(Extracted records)
════════

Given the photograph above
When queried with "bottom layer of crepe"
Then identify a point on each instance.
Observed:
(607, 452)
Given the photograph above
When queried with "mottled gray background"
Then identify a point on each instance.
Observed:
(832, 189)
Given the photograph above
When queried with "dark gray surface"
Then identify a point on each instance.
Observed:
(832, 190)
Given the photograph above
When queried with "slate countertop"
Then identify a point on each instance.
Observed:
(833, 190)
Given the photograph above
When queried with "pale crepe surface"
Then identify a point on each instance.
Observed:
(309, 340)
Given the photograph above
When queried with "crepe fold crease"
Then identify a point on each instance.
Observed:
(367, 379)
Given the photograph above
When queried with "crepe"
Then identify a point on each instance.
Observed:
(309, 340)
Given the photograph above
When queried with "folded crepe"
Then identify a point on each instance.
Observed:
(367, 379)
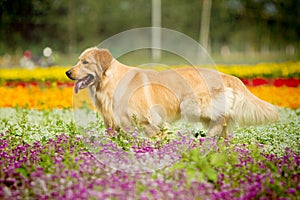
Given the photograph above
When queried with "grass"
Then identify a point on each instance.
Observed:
(46, 154)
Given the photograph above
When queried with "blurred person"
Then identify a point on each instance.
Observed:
(27, 61)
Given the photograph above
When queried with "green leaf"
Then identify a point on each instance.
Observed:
(218, 159)
(23, 171)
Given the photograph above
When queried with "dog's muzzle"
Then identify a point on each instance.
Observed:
(84, 82)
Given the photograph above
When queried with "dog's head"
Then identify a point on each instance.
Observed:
(92, 64)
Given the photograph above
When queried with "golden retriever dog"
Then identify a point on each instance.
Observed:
(126, 96)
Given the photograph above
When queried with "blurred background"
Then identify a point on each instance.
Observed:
(54, 32)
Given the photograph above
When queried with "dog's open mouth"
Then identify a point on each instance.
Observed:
(83, 83)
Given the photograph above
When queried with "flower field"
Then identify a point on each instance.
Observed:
(44, 153)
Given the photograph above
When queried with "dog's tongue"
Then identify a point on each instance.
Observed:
(77, 86)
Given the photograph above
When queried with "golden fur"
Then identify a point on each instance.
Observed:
(124, 95)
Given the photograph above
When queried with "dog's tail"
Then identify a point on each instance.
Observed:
(250, 110)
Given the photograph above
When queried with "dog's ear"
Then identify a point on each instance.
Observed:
(104, 58)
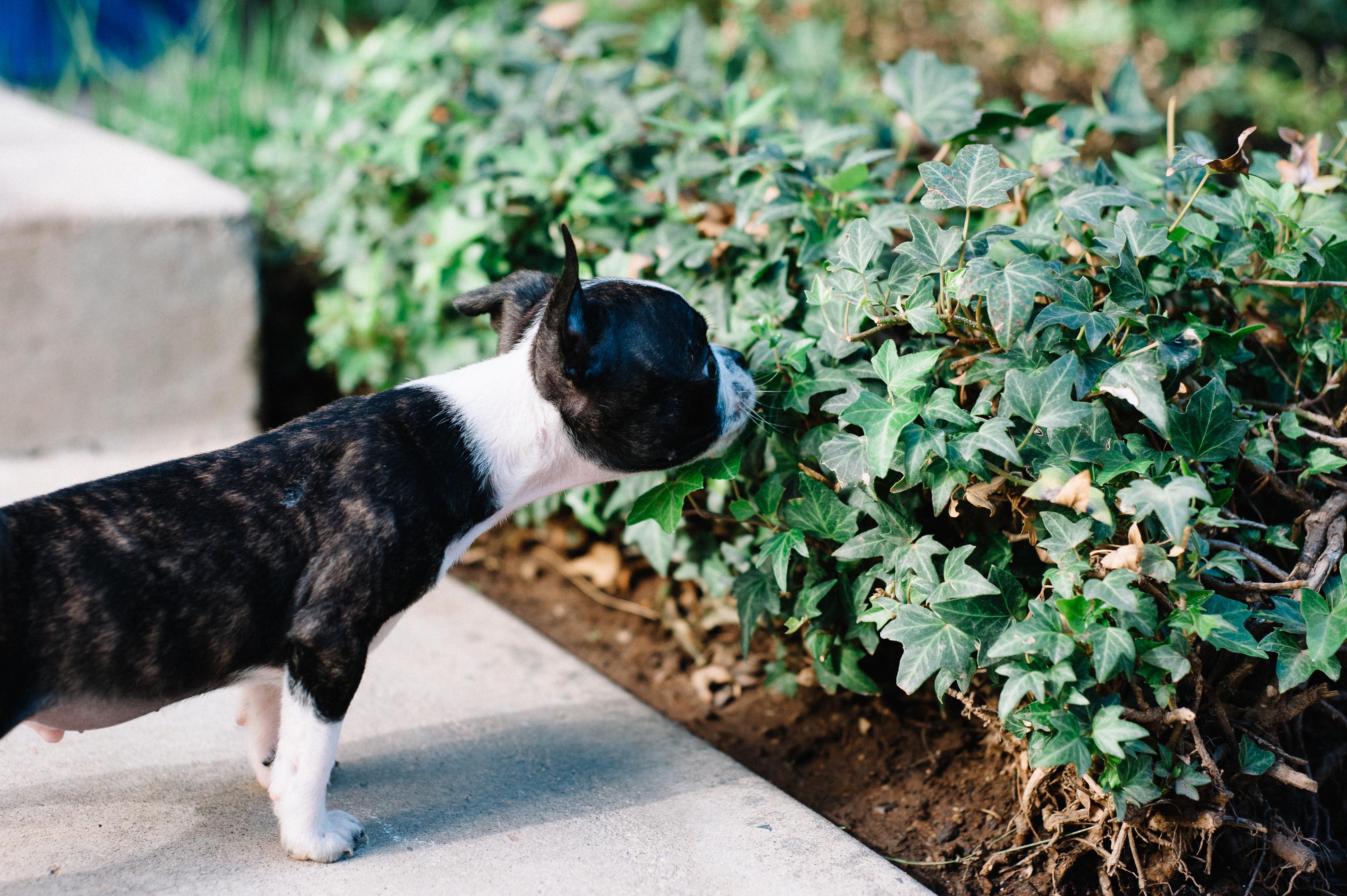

════════

(Task to complete)
Show every line of the records above that contains the string "golden", treating uppercase and lowercase letters as distinct.

(Answer below)
When queried with "golden retriever dog"
When queried with "golden fur"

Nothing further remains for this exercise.